* Problem requirements *
Please output the items as a numbered list, leaving out blank lines, starting with the line that contains "tag the man's" and going on through the end of the items.
>>>>>
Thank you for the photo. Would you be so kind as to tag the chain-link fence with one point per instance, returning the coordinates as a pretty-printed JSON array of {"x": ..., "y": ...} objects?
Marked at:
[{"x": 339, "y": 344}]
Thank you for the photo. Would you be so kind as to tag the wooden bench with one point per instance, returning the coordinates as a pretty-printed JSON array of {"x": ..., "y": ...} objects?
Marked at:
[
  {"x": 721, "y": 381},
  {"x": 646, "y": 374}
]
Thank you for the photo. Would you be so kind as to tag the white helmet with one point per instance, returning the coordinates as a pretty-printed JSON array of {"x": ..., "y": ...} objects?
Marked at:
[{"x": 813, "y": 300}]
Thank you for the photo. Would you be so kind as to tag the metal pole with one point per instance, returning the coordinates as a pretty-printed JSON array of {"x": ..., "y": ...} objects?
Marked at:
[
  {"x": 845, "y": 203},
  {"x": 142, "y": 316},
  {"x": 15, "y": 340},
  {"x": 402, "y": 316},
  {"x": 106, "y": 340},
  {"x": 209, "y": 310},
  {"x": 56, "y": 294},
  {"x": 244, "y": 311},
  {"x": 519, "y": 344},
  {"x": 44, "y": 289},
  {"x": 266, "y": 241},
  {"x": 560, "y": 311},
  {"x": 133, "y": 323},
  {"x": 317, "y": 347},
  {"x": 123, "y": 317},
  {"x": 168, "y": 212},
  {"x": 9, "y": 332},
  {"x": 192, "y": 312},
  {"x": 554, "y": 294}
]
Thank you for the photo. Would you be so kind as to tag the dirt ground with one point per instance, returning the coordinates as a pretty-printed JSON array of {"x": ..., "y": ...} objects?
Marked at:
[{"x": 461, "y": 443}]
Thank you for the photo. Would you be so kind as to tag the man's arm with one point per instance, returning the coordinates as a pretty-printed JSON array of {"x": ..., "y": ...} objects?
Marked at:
<<<<<
* Complete output *
1. Thank you for the photo. Would you be so kind as to tag the man's arm with one point per instance, returning the coordinates as a pretty-printed JSON array of {"x": ..., "y": ...} objects?
2. Marked at:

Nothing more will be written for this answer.